__YOUR TASK__. In the entries, find all lines that hold the word "bush" and copy them.

:: DATA LISTING ::

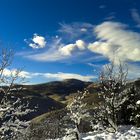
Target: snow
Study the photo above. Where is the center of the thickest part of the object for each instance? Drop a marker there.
(123, 133)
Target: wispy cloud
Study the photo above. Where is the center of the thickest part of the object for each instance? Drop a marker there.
(116, 43)
(54, 76)
(58, 51)
(36, 42)
(76, 30)
(136, 16)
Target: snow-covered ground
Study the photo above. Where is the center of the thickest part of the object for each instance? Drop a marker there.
(123, 133)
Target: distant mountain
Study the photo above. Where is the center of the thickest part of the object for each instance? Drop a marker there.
(48, 96)
(64, 87)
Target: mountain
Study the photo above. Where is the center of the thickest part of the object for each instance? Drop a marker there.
(57, 90)
(64, 87)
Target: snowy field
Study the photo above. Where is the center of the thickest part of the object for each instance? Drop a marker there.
(124, 133)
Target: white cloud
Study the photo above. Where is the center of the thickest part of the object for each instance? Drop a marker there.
(37, 42)
(23, 74)
(80, 44)
(58, 51)
(76, 30)
(116, 42)
(67, 50)
(136, 16)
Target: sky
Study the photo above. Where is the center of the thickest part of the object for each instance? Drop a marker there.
(62, 39)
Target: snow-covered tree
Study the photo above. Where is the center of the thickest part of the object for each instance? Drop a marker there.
(11, 106)
(112, 83)
(77, 112)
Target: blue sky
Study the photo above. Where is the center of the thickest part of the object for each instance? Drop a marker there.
(60, 39)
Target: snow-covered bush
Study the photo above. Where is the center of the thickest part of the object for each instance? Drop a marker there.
(111, 96)
(77, 112)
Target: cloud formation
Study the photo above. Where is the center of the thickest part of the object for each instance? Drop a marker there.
(68, 49)
(37, 42)
(136, 16)
(58, 51)
(116, 42)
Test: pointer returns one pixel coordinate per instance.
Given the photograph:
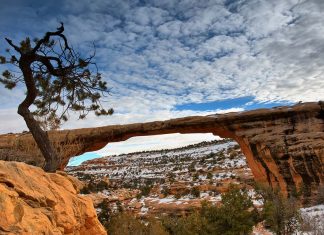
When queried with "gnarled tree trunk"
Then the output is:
(40, 136)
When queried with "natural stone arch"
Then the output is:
(283, 146)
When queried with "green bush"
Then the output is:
(234, 217)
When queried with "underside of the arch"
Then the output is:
(284, 146)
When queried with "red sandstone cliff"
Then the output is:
(284, 146)
(35, 202)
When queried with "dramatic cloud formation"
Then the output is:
(158, 55)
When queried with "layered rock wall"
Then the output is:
(35, 202)
(284, 146)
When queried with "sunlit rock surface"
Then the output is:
(35, 202)
(284, 146)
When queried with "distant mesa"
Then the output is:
(284, 146)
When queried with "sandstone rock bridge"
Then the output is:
(284, 146)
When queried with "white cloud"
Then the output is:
(165, 53)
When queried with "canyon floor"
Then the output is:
(171, 181)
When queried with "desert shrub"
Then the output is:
(127, 224)
(165, 191)
(281, 214)
(195, 192)
(104, 213)
(233, 217)
(209, 175)
(186, 225)
(312, 225)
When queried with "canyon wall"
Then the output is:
(284, 146)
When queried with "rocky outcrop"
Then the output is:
(35, 202)
(284, 146)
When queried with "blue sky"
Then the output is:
(174, 58)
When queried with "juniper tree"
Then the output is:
(58, 80)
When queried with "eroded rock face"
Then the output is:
(284, 146)
(35, 202)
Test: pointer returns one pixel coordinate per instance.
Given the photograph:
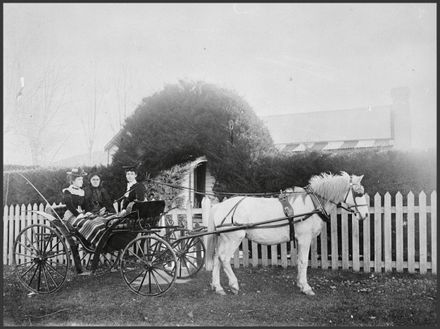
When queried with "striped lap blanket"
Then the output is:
(92, 229)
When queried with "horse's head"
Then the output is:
(355, 200)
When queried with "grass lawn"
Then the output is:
(267, 297)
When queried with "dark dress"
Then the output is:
(96, 198)
(138, 192)
(91, 229)
(73, 199)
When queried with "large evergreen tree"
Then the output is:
(191, 119)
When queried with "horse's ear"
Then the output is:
(359, 179)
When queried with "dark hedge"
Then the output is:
(385, 171)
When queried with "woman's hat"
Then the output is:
(77, 172)
(130, 167)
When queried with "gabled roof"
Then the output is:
(368, 123)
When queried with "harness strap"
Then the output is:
(233, 210)
(288, 211)
(318, 204)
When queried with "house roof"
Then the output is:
(359, 124)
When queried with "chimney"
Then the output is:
(401, 118)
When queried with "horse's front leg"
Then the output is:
(215, 283)
(227, 247)
(303, 259)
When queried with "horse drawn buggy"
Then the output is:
(150, 256)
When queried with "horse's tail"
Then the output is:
(212, 240)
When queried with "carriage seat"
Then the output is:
(146, 213)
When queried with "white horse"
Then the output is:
(310, 206)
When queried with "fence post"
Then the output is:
(387, 232)
(422, 233)
(189, 215)
(377, 233)
(367, 240)
(334, 239)
(206, 206)
(399, 232)
(434, 232)
(411, 225)
(5, 234)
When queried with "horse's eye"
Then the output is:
(358, 191)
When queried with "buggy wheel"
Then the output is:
(190, 254)
(107, 261)
(148, 266)
(41, 259)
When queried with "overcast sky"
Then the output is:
(282, 58)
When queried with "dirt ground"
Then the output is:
(267, 297)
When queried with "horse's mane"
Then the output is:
(331, 187)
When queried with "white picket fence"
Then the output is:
(396, 237)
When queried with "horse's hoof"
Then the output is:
(220, 292)
(309, 292)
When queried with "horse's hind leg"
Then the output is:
(215, 283)
(304, 242)
(227, 246)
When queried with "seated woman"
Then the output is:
(135, 190)
(97, 199)
(74, 198)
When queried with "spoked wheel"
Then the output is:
(41, 259)
(190, 254)
(148, 265)
(107, 261)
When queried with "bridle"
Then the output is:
(351, 208)
(355, 194)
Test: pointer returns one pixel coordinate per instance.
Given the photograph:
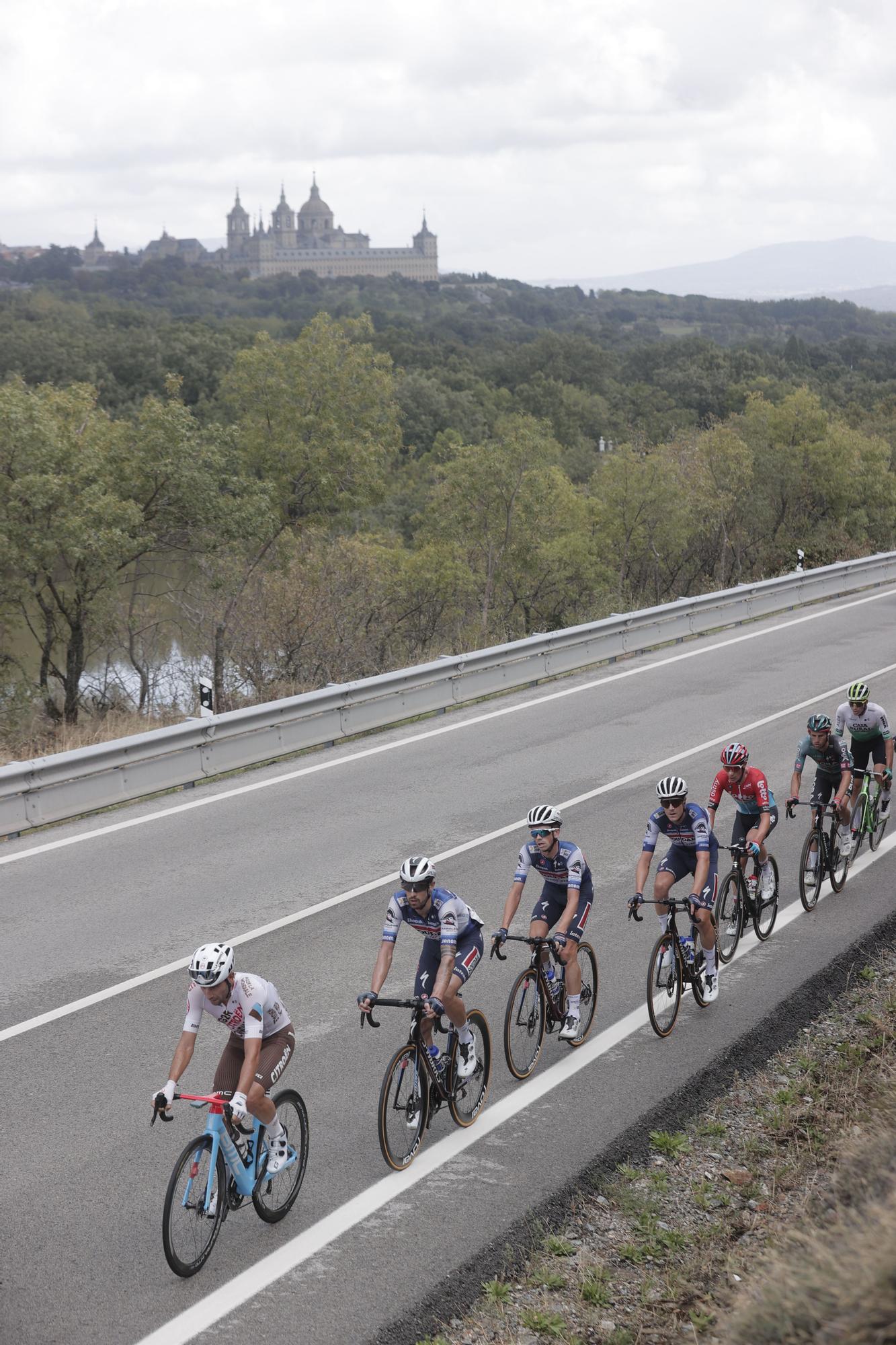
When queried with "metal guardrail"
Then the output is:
(72, 783)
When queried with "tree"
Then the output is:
(85, 498)
(317, 422)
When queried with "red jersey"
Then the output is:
(751, 794)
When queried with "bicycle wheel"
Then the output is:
(810, 876)
(766, 910)
(588, 1001)
(838, 859)
(189, 1233)
(879, 825)
(857, 825)
(663, 985)
(467, 1097)
(404, 1108)
(524, 1024)
(275, 1194)
(729, 907)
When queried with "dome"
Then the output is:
(315, 206)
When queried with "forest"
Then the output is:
(295, 481)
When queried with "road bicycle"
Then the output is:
(865, 820)
(415, 1086)
(676, 961)
(740, 899)
(830, 861)
(221, 1171)
(537, 1005)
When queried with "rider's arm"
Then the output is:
(381, 966)
(642, 870)
(184, 1055)
(524, 864)
(512, 903)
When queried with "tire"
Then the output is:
(810, 880)
(524, 1024)
(188, 1233)
(838, 871)
(877, 824)
(766, 913)
(588, 1003)
(729, 909)
(857, 825)
(404, 1098)
(467, 1097)
(663, 988)
(275, 1196)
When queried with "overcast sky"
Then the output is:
(545, 138)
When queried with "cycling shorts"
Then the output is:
(678, 861)
(745, 822)
(873, 748)
(276, 1052)
(826, 785)
(552, 903)
(466, 960)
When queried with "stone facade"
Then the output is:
(310, 241)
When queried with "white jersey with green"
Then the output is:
(255, 1008)
(869, 724)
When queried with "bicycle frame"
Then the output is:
(416, 1040)
(538, 968)
(244, 1171)
(690, 970)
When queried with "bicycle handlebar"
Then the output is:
(520, 938)
(218, 1105)
(417, 1003)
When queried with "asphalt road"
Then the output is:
(93, 905)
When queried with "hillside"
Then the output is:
(801, 270)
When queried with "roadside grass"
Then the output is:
(768, 1221)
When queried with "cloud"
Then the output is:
(544, 138)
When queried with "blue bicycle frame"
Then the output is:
(245, 1172)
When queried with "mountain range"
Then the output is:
(858, 270)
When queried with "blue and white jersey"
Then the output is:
(447, 921)
(692, 832)
(568, 868)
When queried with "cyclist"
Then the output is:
(260, 1046)
(565, 900)
(756, 808)
(693, 851)
(452, 949)
(869, 736)
(833, 775)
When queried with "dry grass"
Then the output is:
(42, 738)
(771, 1221)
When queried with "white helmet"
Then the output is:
(212, 964)
(544, 816)
(416, 870)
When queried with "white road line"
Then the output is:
(431, 734)
(326, 1231)
(655, 769)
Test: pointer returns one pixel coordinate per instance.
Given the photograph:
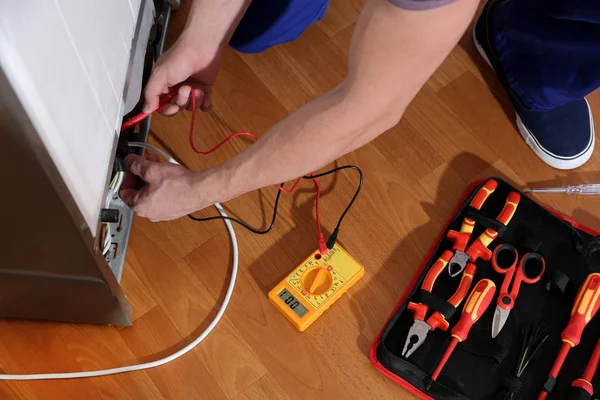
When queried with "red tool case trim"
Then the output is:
(372, 352)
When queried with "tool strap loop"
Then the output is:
(488, 222)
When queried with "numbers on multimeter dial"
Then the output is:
(292, 302)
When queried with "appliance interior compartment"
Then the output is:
(51, 261)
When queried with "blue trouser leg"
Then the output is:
(549, 49)
(271, 22)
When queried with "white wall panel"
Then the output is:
(67, 61)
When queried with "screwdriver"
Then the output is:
(592, 188)
(586, 305)
(479, 300)
(582, 387)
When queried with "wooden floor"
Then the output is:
(459, 128)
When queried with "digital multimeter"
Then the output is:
(313, 286)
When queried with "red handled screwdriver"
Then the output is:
(583, 386)
(479, 300)
(586, 305)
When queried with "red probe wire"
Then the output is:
(164, 100)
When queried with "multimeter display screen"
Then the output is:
(292, 302)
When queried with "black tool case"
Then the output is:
(482, 367)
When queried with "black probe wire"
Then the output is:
(332, 239)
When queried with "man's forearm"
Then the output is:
(310, 138)
(393, 53)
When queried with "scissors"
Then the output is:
(530, 269)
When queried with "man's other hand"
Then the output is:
(160, 191)
(187, 67)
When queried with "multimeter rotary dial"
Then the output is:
(316, 280)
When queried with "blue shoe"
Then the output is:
(562, 137)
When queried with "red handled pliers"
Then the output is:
(420, 328)
(479, 247)
(530, 269)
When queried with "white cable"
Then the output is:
(107, 241)
(137, 367)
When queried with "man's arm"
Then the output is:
(392, 54)
(195, 59)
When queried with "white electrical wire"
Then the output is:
(137, 367)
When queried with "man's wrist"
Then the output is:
(209, 187)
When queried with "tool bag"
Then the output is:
(482, 367)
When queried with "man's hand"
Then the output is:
(160, 191)
(195, 59)
(188, 66)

:::

__TASK RESPONSE__.
Target: snow-covered bush
When queried with "green bush"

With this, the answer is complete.